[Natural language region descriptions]
Content starts

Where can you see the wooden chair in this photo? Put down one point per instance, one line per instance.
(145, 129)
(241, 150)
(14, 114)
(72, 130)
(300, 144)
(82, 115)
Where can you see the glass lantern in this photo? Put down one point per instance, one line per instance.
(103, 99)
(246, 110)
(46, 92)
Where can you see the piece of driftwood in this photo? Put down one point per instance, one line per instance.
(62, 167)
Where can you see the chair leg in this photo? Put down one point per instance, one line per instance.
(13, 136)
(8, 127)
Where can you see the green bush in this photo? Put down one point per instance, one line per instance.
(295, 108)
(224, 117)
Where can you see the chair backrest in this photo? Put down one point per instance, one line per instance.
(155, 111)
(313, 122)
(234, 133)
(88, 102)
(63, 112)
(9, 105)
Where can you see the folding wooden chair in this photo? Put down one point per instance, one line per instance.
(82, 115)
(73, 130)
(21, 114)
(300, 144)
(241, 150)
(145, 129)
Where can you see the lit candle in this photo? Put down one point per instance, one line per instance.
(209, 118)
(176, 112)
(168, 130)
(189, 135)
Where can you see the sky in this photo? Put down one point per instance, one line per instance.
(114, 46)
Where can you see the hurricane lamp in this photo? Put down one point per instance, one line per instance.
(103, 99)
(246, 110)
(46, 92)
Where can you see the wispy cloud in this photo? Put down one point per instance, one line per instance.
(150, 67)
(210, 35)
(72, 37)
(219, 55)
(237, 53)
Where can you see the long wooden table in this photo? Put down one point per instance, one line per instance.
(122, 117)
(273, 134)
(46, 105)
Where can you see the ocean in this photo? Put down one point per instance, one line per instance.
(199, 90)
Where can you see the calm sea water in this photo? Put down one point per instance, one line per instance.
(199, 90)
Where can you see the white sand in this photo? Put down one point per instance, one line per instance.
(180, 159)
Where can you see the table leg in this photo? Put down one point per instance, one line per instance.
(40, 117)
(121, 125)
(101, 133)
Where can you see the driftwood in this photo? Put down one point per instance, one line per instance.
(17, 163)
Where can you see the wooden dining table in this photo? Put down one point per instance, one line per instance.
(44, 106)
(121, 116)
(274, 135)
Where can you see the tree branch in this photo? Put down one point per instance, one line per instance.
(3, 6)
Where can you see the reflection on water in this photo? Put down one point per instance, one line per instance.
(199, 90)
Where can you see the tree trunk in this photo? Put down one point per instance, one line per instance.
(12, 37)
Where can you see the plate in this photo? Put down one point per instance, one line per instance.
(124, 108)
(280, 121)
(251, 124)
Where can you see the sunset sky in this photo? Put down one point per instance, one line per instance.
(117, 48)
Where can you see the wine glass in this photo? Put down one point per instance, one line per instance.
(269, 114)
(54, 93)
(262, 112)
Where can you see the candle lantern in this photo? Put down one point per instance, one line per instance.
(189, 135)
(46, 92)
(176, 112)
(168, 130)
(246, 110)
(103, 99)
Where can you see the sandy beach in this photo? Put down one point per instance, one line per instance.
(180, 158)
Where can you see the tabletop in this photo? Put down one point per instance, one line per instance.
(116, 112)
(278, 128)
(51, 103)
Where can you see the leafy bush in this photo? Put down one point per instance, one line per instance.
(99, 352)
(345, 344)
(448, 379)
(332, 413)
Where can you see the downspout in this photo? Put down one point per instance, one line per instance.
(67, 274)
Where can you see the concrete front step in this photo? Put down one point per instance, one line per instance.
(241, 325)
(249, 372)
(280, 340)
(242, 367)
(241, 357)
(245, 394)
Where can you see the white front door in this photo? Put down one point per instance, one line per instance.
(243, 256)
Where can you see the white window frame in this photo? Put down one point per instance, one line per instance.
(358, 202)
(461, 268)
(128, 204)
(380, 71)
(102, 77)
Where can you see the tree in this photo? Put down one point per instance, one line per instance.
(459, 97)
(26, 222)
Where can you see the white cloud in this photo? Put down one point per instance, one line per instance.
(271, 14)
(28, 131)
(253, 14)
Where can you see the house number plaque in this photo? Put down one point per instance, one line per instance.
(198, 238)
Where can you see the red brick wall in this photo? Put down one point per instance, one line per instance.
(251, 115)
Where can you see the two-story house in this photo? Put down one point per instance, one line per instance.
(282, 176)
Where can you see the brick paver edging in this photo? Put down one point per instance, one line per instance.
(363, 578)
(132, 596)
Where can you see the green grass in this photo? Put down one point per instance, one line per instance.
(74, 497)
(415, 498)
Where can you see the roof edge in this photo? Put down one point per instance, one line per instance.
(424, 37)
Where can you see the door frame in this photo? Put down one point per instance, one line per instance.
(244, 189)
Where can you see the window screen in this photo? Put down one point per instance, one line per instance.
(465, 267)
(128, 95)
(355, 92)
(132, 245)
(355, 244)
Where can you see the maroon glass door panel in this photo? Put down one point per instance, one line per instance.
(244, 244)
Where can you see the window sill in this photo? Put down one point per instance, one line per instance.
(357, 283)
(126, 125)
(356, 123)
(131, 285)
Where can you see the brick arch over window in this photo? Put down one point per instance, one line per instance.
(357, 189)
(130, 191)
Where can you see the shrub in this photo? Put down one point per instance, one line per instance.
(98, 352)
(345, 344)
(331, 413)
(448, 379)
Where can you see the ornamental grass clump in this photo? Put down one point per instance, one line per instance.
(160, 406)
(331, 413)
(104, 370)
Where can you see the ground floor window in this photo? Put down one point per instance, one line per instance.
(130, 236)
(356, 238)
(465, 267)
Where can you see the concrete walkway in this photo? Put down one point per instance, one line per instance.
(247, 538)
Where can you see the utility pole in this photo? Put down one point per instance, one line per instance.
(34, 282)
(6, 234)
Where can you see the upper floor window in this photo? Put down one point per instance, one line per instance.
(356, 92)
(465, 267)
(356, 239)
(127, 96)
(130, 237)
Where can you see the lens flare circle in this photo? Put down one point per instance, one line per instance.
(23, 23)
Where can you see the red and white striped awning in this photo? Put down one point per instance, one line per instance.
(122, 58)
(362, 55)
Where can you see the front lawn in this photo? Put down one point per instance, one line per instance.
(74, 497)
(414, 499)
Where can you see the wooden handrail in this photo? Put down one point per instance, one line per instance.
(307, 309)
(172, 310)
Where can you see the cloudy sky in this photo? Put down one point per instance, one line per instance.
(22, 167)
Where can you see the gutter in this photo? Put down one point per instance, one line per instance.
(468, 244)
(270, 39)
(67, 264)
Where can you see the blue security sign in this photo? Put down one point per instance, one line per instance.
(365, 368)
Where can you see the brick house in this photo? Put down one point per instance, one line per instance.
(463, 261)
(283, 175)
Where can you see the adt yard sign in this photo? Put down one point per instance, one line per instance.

Content ends

- [WORK ORDER] All records should be returned verbatim, none left out.

- [TASK RESULT]
Where can you see the wooden chair in this photo? Put down one point per instance, one line per instance.
(145, 129)
(241, 150)
(14, 114)
(72, 130)
(300, 144)
(82, 115)
Where can you see the glass lantern in this photo? Put down one point per instance, one line per instance.
(103, 99)
(246, 110)
(46, 92)
Where can you see the piece of driftwood in this photo? Put down one point per instance, one line per instance.
(62, 167)
Where can you see the chair leg in this photo? Put down one point per instance, one line per instance.
(13, 136)
(8, 127)
Where can you see the green bush in this photo? Put down one point per instance, one line per instance.
(295, 108)
(224, 117)
Where can you see the chair backrest in this photo? Put down one point per instance, one line per instance.
(155, 111)
(313, 122)
(234, 133)
(88, 102)
(63, 112)
(9, 105)
Where can you see the folding wooden chair in this photo? Put down one point per instance, one line per instance.
(82, 115)
(73, 130)
(21, 114)
(300, 144)
(241, 150)
(145, 129)
Where can you see the lit candle in this photo? Put down one point per instance, one line per instance.
(209, 118)
(176, 112)
(168, 130)
(189, 135)
Where can you see the sky in this photo? Put down one point per instance, one line per instance.
(114, 46)
Where can you see the hurricane lamp in this photo? Put down one point per instance, one line per instance.
(103, 99)
(246, 110)
(46, 92)
Where can you see the wispy cloud in this photo? Put down one point per instance, one line per instance.
(150, 67)
(210, 35)
(72, 37)
(219, 55)
(237, 53)
Where can you see the long wooden table in this photo? Put down one point per instance, one line per instance.
(122, 117)
(273, 134)
(46, 105)
Where can you see the ocean in this photo? Put down one point per instance, one line per instance.
(199, 90)
Where can you see the calm sea water in this photo? Put down one point per instance, one line per instance.
(199, 90)
Where can you see the white sand in this photo? Put down one point per instance, one line per instance.
(180, 159)
Where can you see the table leg in this photo? Put down one point per instance, one line per instance.
(40, 117)
(121, 125)
(101, 133)
Where can you see the driftwood in this photo? Put down one point per instance, one line per instance.
(17, 163)
Where can you see the wooden dining table in this photo? Put down one point per instance, one line per instance.
(44, 106)
(121, 116)
(274, 135)
Where can you see the tree branch in this photo? Put down one point per instance, one line per instance.
(3, 6)
Where can you see the reflection on water in this photo? Put down one point per instance, one line per instance.
(199, 90)
Where can you see the tree trunk in this photo? Put down one point per instance, one line per instance.
(12, 37)
Where can you see the plate in this photo? Put down one point per instance, one line per instance.
(124, 108)
(280, 121)
(251, 124)
Where can you see the sunset sky in this photo? Put down one point per instance, one line per instance.
(117, 48)
Where can you see the wine glass in this photo? Put down one point per instance, one line per instance.
(269, 114)
(54, 93)
(262, 112)
Where can you see the candle lantern in this photo? Put down one point per instance, one line per instance.
(189, 135)
(46, 92)
(176, 112)
(168, 130)
(246, 110)
(103, 99)
Where can you see the sandy beach in this photo? Put down one point per instance, one line per instance.
(180, 158)
Where can you see the tabletop in this photo? Put down one point per instance, one line per instance.
(116, 112)
(278, 128)
(51, 103)
Where can you see the leafy bush in this photo? Put down one point per instance, one line per instance.
(99, 352)
(345, 344)
(448, 379)
(332, 413)
Where can you see the downspout in this photo? Put down one point per instance, one line per instance.
(67, 274)
Where can you see the concrete front step in this photo? Put down one point per instance, one line per instance.
(241, 325)
(249, 372)
(280, 340)
(242, 367)
(241, 357)
(245, 394)
Where can you see the white front door in this photo? Put down one point per instance, one line per instance.
(243, 256)
Where can you see the white window frame in this photo? Put down one point per instance, one line per instance.
(358, 202)
(461, 268)
(128, 204)
(380, 71)
(102, 77)
Where can you see the tree in this photo? Put down one point per instance, one line per instance.
(459, 97)
(26, 222)
Where can you see the white cloud in this photo? Put down one point per instance, one line per instance.
(271, 14)
(28, 131)
(253, 14)
Where can you see the house number plaque in this photo? Put down one point per instance, one line per instance.
(198, 238)
Where can you see the red brick wall in this photo? Put down one point per instance, one line per instance.
(251, 115)
Where can you see the two-story house in this photo? Put down one point per instance, one line per instance.
(282, 176)
Where can you see the brick paver edging in this photo? Put down one point per instance, one line per instance.
(363, 578)
(132, 596)
Where can you see the green grass in this photo? Put down one point per instance, one line per instance.
(74, 497)
(415, 498)
Where can you see the roof edge in this photo? Put down one point per instance, one line per instance.
(424, 37)
Where can you see the door frame in this photo? Put down one point per instance, one line per instance.
(244, 189)
Where can you see the window screen in this photo? Put down one point per instance, one line per instance.
(465, 267)
(128, 95)
(355, 92)
(132, 245)
(355, 244)
Where can you see the maroon glass door panel in this photo? Put down one point per instance, one line per instance.
(244, 244)
Where can you see the window sill in this photo? Put down one point per instance, one line per instance.
(357, 283)
(126, 125)
(356, 123)
(131, 285)
Where can you see the brick arch over window in this photo? Put down one point per instance, one line per instance.
(357, 189)
(130, 191)
Where can you see the shrub in this photo? Put down one point per instance, one line per instance.
(98, 352)
(345, 344)
(331, 413)
(448, 379)
Where can you see the ornamental grass clump in this photo? Put down one point per instance, one line per instance.
(160, 406)
(331, 413)
(104, 370)
Where can you see the ground floor window in this photo? Put down one point per instance, one line per instance.
(130, 236)
(356, 238)
(465, 267)
Where can you see the concrete walkway in this photo? Put down one point per instance, one line per instance.
(247, 538)
Where can you see the utility pole in this photo? Put down one point per instance, one line per instance.
(34, 282)
(6, 234)
Where can you see the upper floor window in this photo? Put down one point per instance, one line per instance.
(356, 92)
(465, 267)
(356, 239)
(127, 96)
(130, 237)
Where can you see the lens flare circle in this photo? Put down one point per instance, one line per instance.
(23, 23)
Where can you see the red and white striped awning in this photo? Put down one point per instance, one line per instance.
(122, 58)
(362, 55)
Where can you see the front lawn in this photo? Put down one point per instance, one line per instance.
(74, 497)
(414, 499)
Where can you see the wooden handrail in this photo? Put down one point per instance, one line per instance.
(307, 309)
(172, 310)
Where can you see the cloudy sky in this photo? Put down one point per instance, one line per instance.
(22, 167)
Where can you see the gutter in this photo? Put down one point per instance, one line per instance.
(468, 244)
(270, 39)
(67, 264)
Where can you see the blue security sign in this photo? Put down one point per instance, one line per instance.
(365, 368)
Where can you see the brick house in this photo? Put down one point per instance, one line per instance.
(463, 261)
(283, 175)
Where can you see the adt yard sign in this photo? Put down one point per instance, one line per instance.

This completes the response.